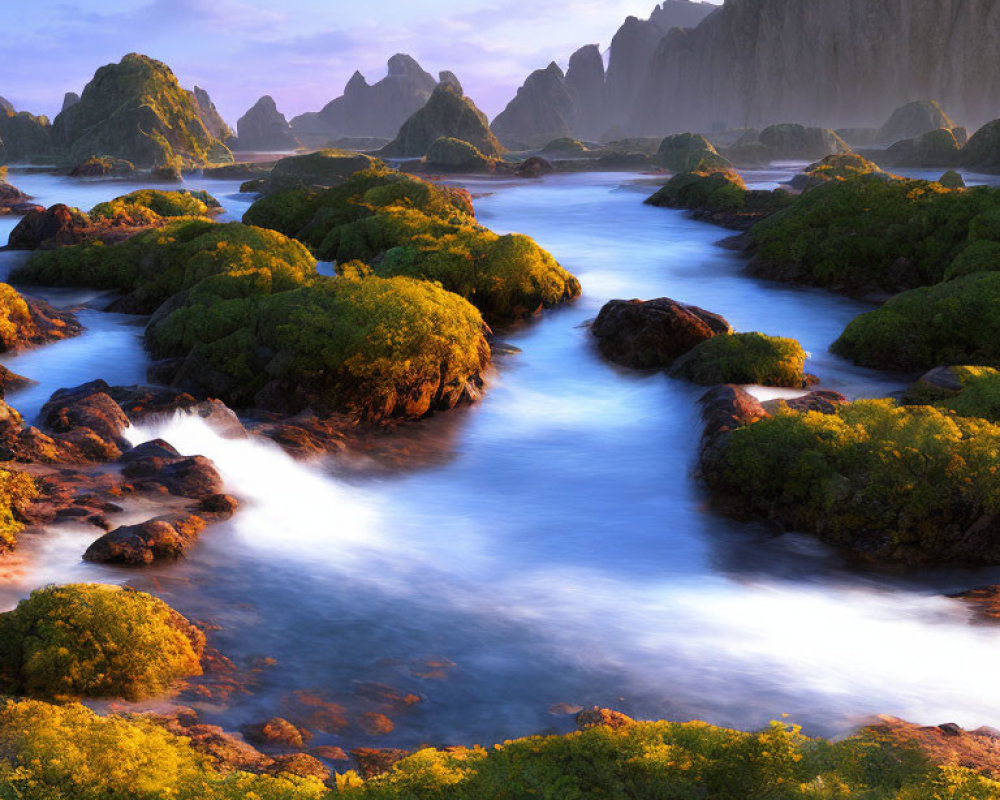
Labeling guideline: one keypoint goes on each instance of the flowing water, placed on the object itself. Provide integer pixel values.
(549, 545)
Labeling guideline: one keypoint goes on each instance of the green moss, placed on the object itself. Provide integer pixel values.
(147, 206)
(372, 347)
(159, 263)
(688, 152)
(868, 233)
(904, 483)
(321, 169)
(93, 640)
(673, 761)
(70, 753)
(136, 110)
(454, 154)
(957, 322)
(744, 358)
(17, 490)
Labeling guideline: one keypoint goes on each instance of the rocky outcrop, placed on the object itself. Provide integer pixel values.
(210, 116)
(843, 64)
(137, 111)
(371, 110)
(543, 110)
(263, 127)
(654, 333)
(448, 114)
(913, 120)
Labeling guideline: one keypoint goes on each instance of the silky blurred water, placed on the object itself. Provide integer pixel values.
(549, 545)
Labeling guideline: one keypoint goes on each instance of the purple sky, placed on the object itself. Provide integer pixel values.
(301, 52)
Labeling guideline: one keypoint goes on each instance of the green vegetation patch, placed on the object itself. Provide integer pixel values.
(369, 346)
(156, 264)
(868, 233)
(956, 322)
(903, 483)
(91, 640)
(744, 358)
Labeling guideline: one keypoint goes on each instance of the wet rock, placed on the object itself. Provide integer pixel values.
(57, 226)
(161, 539)
(277, 731)
(372, 762)
(594, 717)
(156, 466)
(652, 334)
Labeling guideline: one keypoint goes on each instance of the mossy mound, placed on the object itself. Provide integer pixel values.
(454, 155)
(675, 761)
(91, 640)
(956, 322)
(448, 114)
(67, 752)
(148, 206)
(407, 226)
(136, 110)
(157, 264)
(744, 358)
(870, 234)
(911, 483)
(319, 170)
(688, 152)
(721, 195)
(368, 346)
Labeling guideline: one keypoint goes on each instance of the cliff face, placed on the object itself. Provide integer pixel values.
(371, 110)
(263, 127)
(137, 111)
(832, 64)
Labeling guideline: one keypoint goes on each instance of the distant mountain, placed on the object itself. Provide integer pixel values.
(369, 110)
(830, 64)
(136, 110)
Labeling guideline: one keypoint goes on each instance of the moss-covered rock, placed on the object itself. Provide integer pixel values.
(956, 322)
(454, 155)
(136, 110)
(688, 152)
(871, 234)
(157, 264)
(92, 640)
(910, 484)
(744, 358)
(368, 346)
(67, 752)
(721, 196)
(101, 166)
(913, 120)
(319, 170)
(407, 226)
(447, 114)
(789, 141)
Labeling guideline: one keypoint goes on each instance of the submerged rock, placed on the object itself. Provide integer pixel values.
(654, 333)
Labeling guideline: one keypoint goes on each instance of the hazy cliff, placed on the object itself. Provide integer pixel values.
(826, 63)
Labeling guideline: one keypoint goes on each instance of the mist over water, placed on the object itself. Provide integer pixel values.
(550, 545)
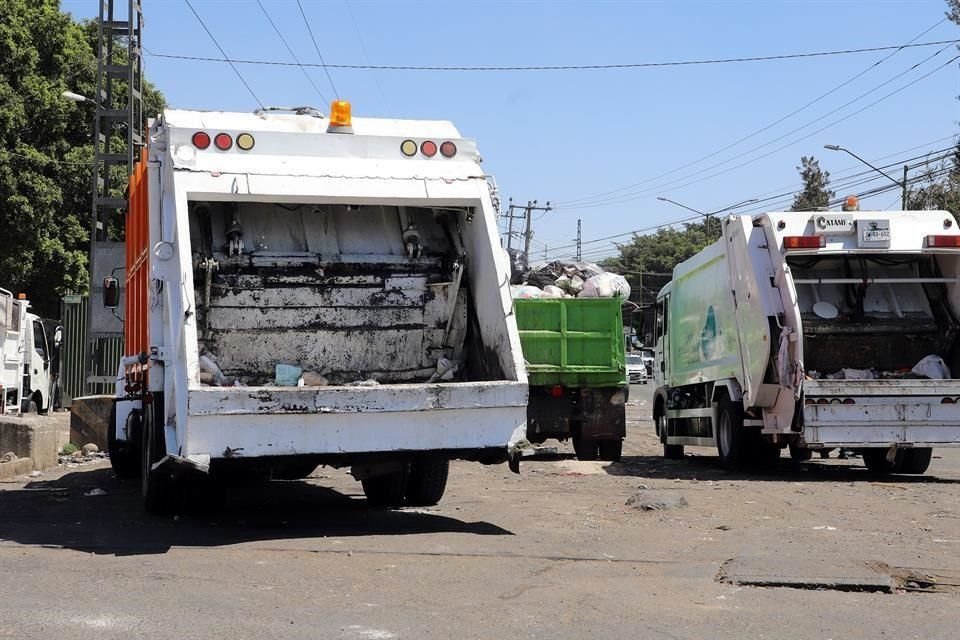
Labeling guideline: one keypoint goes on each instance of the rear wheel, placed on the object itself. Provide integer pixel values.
(585, 448)
(387, 490)
(610, 450)
(428, 481)
(125, 454)
(731, 436)
(916, 461)
(876, 460)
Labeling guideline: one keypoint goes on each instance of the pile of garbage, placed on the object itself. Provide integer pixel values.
(562, 279)
(931, 367)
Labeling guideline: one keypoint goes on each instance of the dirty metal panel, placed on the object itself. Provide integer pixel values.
(271, 434)
(212, 401)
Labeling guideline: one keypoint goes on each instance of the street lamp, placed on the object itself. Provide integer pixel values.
(74, 97)
(901, 184)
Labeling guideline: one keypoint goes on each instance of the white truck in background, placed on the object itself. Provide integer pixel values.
(305, 290)
(29, 351)
(805, 330)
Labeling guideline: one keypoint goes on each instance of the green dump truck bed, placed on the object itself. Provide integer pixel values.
(574, 342)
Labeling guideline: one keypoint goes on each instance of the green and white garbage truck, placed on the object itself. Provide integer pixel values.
(814, 330)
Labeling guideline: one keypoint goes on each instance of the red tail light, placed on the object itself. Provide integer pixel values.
(804, 242)
(201, 140)
(949, 242)
(448, 149)
(223, 141)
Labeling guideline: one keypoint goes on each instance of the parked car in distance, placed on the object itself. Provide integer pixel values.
(636, 369)
(647, 355)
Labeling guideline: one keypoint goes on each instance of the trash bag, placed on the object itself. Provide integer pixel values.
(525, 291)
(606, 285)
(933, 367)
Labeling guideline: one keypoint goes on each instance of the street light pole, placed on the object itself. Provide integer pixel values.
(901, 184)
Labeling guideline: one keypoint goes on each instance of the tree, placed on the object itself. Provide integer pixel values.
(46, 151)
(815, 193)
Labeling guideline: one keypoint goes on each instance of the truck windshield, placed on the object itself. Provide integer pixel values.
(872, 311)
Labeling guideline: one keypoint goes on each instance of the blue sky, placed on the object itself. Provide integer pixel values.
(569, 135)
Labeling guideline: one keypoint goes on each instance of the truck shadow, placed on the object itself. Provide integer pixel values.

→ Task to complete: Quote the full listing above word for word; exclude every picture from the copy.

→ Final answer:
Labeling guideline: one keypoint goes on each instance of the flowing water, placed on the object itself. Provide integer pixel values.
(549, 545)
Labeling guideline: one keypoint goes on each instance of the green moss, placed on the object itself. Provide integer pixel values.
(147, 206)
(372, 347)
(159, 263)
(688, 152)
(868, 233)
(904, 483)
(321, 169)
(93, 640)
(673, 761)
(70, 753)
(136, 110)
(454, 154)
(957, 322)
(744, 358)
(17, 490)
Labeling guideline: one keypoint goes on each instance of the rocky outcrop, placed on the object itself. Provide integer pixel values.
(210, 116)
(843, 64)
(137, 111)
(371, 110)
(543, 110)
(263, 127)
(654, 333)
(448, 114)
(913, 120)
Labeling guideline: one keypoint goes on each instance of the silky blurred water, placed on the object itself. Provide integer pixel values.
(549, 545)
Labeling guideline: one keypoint goes on each instance of the purple sky, placed on the object itself. Provide integer pixel values.
(301, 52)
Labeling guideline: one keypoint goes on each instance of the green vegetation patch, placed on the object itself. Provide integer pixel values.
(369, 346)
(156, 264)
(868, 233)
(956, 322)
(903, 483)
(91, 640)
(744, 358)
Labeling guideline: one keypoint goes on each instance of the wet rock, placed on the object itself. Provide integer pixel values.
(57, 226)
(161, 539)
(277, 731)
(372, 762)
(594, 717)
(156, 466)
(652, 334)
Labeling guideline: one keypoint goes on each instance of the mossy mound, placed on the object itself. Provide integer pixel values.
(454, 155)
(675, 761)
(91, 640)
(956, 322)
(448, 114)
(67, 752)
(148, 206)
(407, 226)
(136, 110)
(157, 264)
(744, 358)
(870, 234)
(911, 483)
(319, 170)
(688, 152)
(721, 195)
(368, 346)
Labeling guideline: one keypoint goes on each instance of the cliff face, placed on the object itself. Provide integer pixel values.
(371, 110)
(263, 127)
(137, 111)
(832, 64)
Labeling guideline: one keypoint goes on each instance of the distant mountain, placed on the object itself. Provide integer pixel values.
(369, 110)
(830, 64)
(136, 110)
Labeling guideline: one keypoint goes on each instance of the moss-covered rock, placed on the object itself. Provide integer pixel values.
(956, 322)
(454, 155)
(136, 110)
(688, 152)
(871, 234)
(157, 264)
(92, 640)
(910, 484)
(744, 358)
(368, 346)
(67, 752)
(721, 196)
(101, 166)
(913, 120)
(319, 170)
(407, 226)
(447, 114)
(789, 141)
Labeling guideline: one keypoint goes on each instance of the submerged rock, placed on the object itself. Provide integer pixel values.
(654, 333)
Labeling guideline: one keypoint goes on each instance of the hazy cliff, placed on the object itself. Provide integer pixel values.
(826, 63)
Labeling guideline: one keypoint goes on each instance of the mist over water, placed on the object itself. Provide integer pixel values.
(550, 545)
Labeling guideline: one keypoint goes on each instance of the rear wheel, placed on the object itself. Provide integer pixel values.
(585, 448)
(387, 490)
(610, 450)
(428, 481)
(125, 454)
(731, 436)
(916, 461)
(876, 460)
Labeling guideline: one keypoint goes on each instance of the pile of garbage, placed on the object itself. Provide integer pixel values.
(562, 279)
(931, 367)
Labeling guideline: one keypoint goes on each instance of the dirty metal panel, placed on the object itself. Provide integer pixel values.
(271, 434)
(212, 401)
Labeling guideline: one keypoint goes on each instance of the street lamp, placed on the object itself. Provide integer pixel values.
(74, 97)
(901, 184)
Labeling guideline: one keypoint goes on each instance of the white truck in background, placed on the object itself. Provide integer pixel values.
(305, 290)
(29, 351)
(805, 330)
Labeling guideline: one keypoint goes on each instance of the green dump truck bed, placed on the object itself. Provide integer pixel values.
(574, 342)
Labeling guideline: one keypoint goes on each instance of the green and white garbage truck, placed on the object itself. Provide integer pixel values.
(814, 330)
Labeling guideline: one keypoint goes on each instance of the red tail light, placed on the object itself. Provide integer pixel values.
(804, 242)
(201, 140)
(949, 242)
(448, 149)
(223, 141)
Labeling guideline: one keypoint goes on each instance of the parked car in distance, placed on the object itself. Provide integer pixel values.
(636, 369)
(647, 355)
Labeling guideline: one keypoint goes on each instance of the trash bag, placed on the object itself. Provide integer pixel values.
(525, 291)
(606, 285)
(933, 367)
Labeling guideline: one keypoint goes on each instance of the street light pole, placed on the object itself. Provide integer pixel values.
(901, 184)
Labeling guideline: one keypoint goes on each instance of the tree, placed on the object itself. Provide integer pixel values.
(46, 151)
(815, 193)
Labeling guideline: one keypoint goes on each instance of the truck windshield, placed on the object itself. Provide integer pixel values.
(872, 311)
Labeling guideline: one keypoint goes on each instance of the blue sky, placed on the object itself. Provide integer pixel values.
(569, 135)
Labeling guideline: one keypoint goes on each instance of the truck shadow, placed on the object itself. Provide integer pixel values.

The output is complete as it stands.